When it comes to estate planning, the best time to act is right away. Acting promptly protects you from the many unexpected things that can crop up in life, whether they involve a loss of mental capacity or even sudden death. However, even if you've waited and your mental abilities are not what they used to be, do not simply assume that you are no longer allowed to create or update an estate plan. It is always best to consult experienced professionals who can explain exactly what the rules and what you are (or are not) allowed to do. You may have more options than you would have thought.
Helen Weste was a divorced woman living in New Jersey. When she reached her mid 60s, she executed a will. That will split Weste's assets between her sister, eight nieces and nephews and two charities. By 2001, Helen's health and mental sharpness started to decline. By April 2002, doctors diagnosed Weste with severe dementia. The family decided to move Weste into an assisted living facility. Earlier that year, Weste, who was 74 by this point, visited an attorney about her estate plan. She signed the new document in March 2002. That will left a small portion of her estate to one of the charities and two of the nieces, but gave her home and 90% of her remaining estate to John Brek, a neighbor who had befriended Weste and performed odd jobs around her house. The new will also named Brek as executor.

--- --- ---

**Assignment 1:** Recast the paragraph of the estate planning text beginning "Helen Weste was a divorced woman" as a short bulleted list that keeps its main facts.
**Assignment 2:**
Using the estate planning text, decide whether each statement agrees with it. Answer yes or no, and quote the deciding words.
(a) Weste's first will divided her assets among her sister, eight nieces and nephews, and two charities.
(b) The new will named Weste's sister as executor.
(c) Weste signed the new document in March 2002.
**Assignment 3:** Carry the estate planning text forward from its final sentence.

--- --- ---

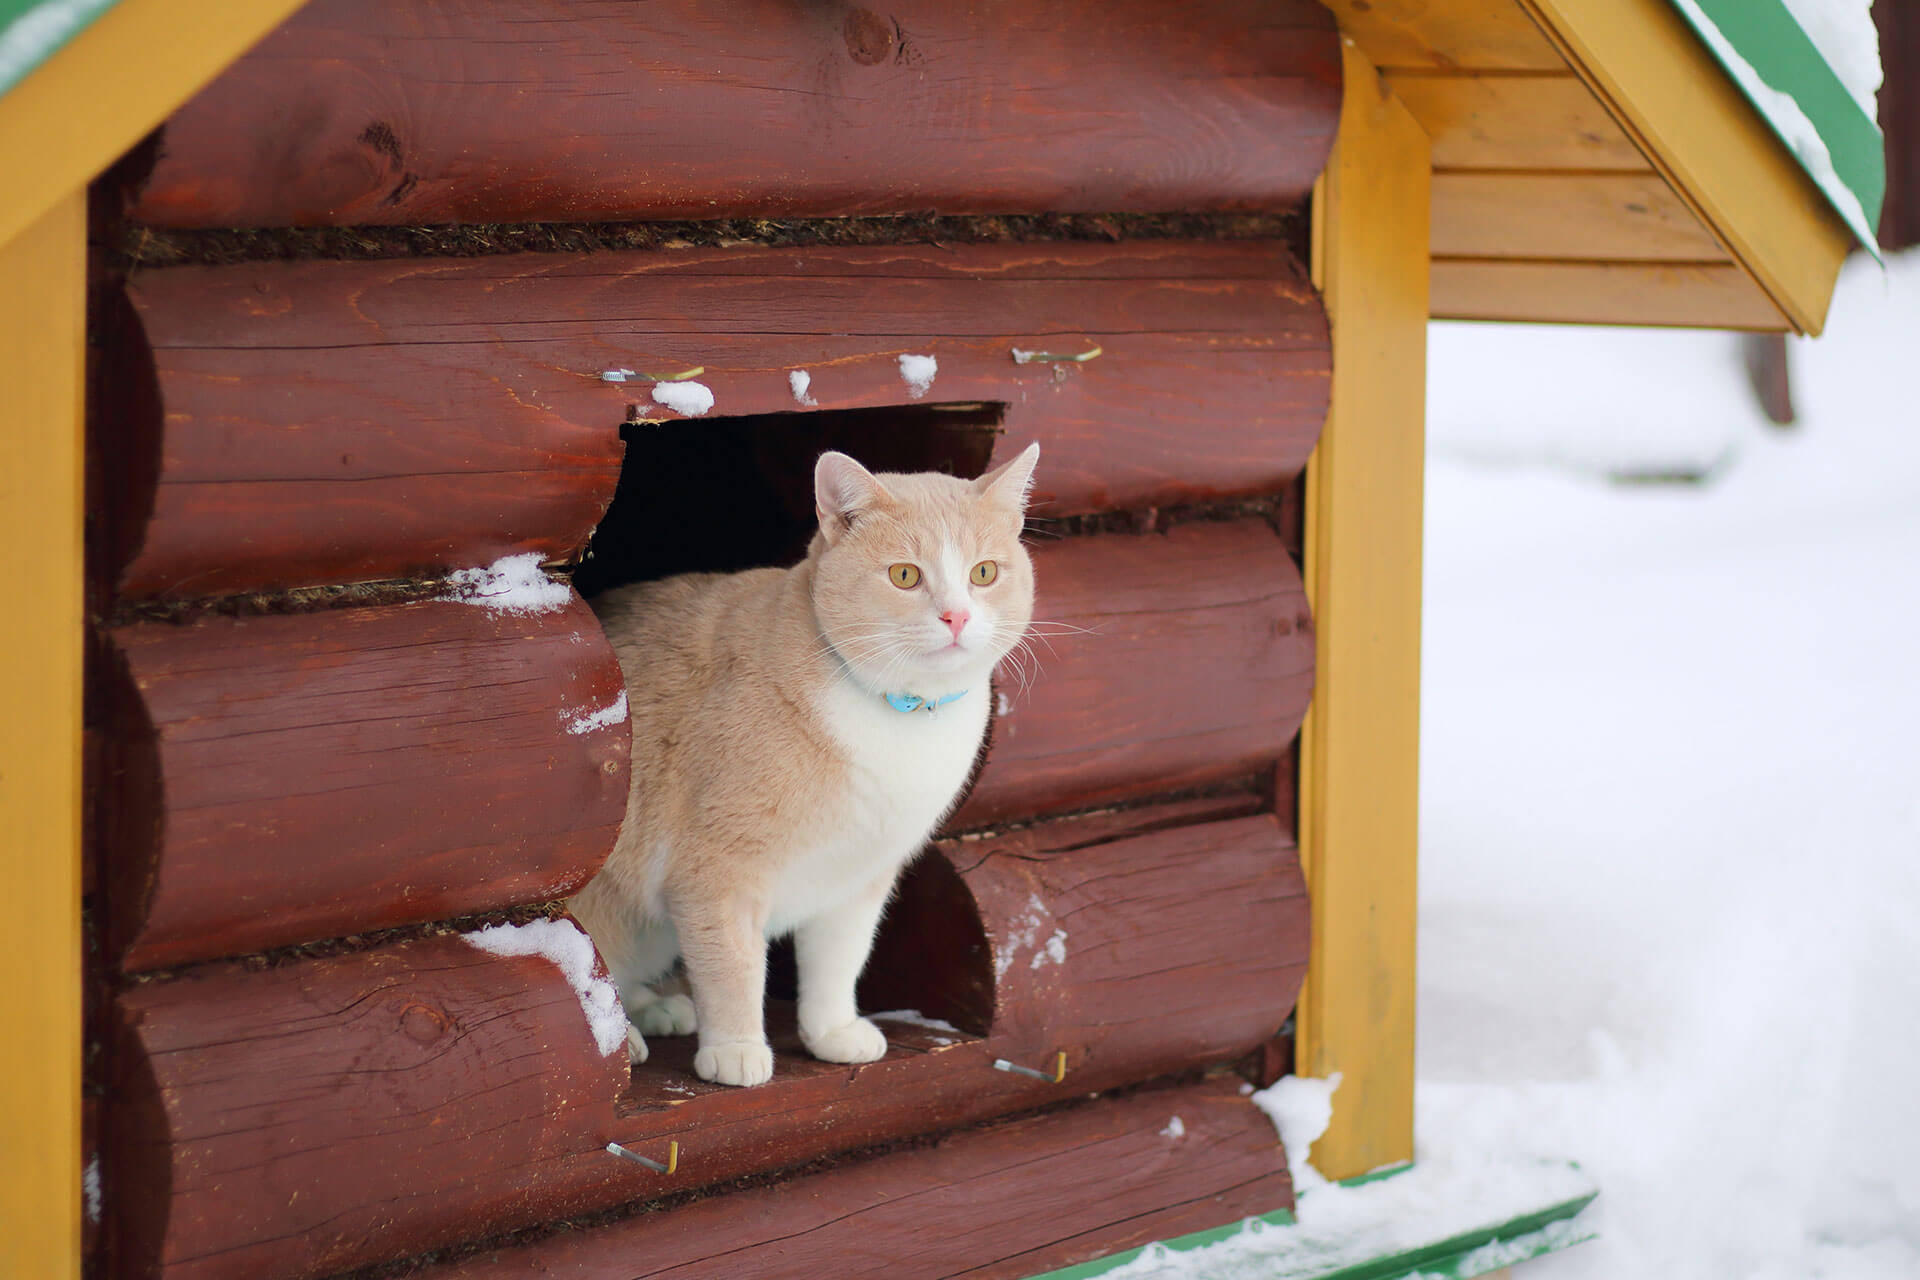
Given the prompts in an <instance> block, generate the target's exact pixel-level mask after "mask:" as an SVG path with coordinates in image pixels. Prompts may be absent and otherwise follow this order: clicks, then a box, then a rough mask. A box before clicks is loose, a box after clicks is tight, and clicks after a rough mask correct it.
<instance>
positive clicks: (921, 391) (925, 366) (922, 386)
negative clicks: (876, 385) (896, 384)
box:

--- --- ---

**Response box 1:**
- Helen Weste, a divorced woman in New Jersey, executed a will in her mid 60s.
- That will split her assets among her sister, eight nieces and nephews, and two charities.
- Her health and mental sharpness began to decline by 2001.
- By April 2002, doctors diagnosed her with severe dementia, and the family moved her into an assisted living facility.
- Earlier that year, at 74, she visited an attorney about her estate plan and signed a new will in March 2002.
- The new will left a small portion of her estate to one charity and two nieces.
- It gave her home and 90% of the remaining estate to John Brek, a neighbor who had befriended her and done odd jobs at her house.
- It also named Brek as executor.

**Response box 2:**
(a) Yes: "That will split Weste's assets between her sister, eight nieces and nephews and two charities."
(b) No: "The new will also named Brek as executor."
(c) Yes: "She signed the new document in March 2002."

**Response box 3:**
After Weste died in March 2010, the family admitted the 1994 will to probate. In 2011, Brek sought to probate the 2002 will. One of the nieces, Joanne Halkovich, challenged Brek's request to probate the newer will. She argued that her aunt lacked the mental capacity required to execute a will when she signed the newer will. Both sides had competing expert opinions regarding Weste's mental functioning. The niece had an expert who testified that Weste did not understand either who the recipients of her new will were or the volume of her assets. She also presented records from her aunt's treatment in April 2002, just a month after she signed the newer will. Those doctors rated Weste on a numerical functioning scale where 21-30 was considered “severe problems,” and they gave Weste a score of 20.
On the other hand, Brek also had an expert, and this psychologist testified that Weste had testamentary capacity. Weste's attorney also testified, stating that he'd been practicing law for more than three decades and had no doubt that Weste had the required mental capacity. The New Jersey courts ultimately sided with Brek. The requirement for testamentary capacity is a low bar. The trial judge pointed out that Weste was still living alone when she made the newer will, and if she had the functioning ability to live alone and care for herself, she had the capacity to make a will. The appeals court upheld that conclusion.
Obviously, the best time to create or update your estate is…. NOW! Chances are very low that your clarity of mind will be higher in the future than it is today, but there is a very real chance that your mental functioning could decline in the future. Furthermore, none of us are promised tomorrow, meaning that you should get your current estate planning goals placed into valid written legal documents right away, so that you are prepared for whatever the future might bring.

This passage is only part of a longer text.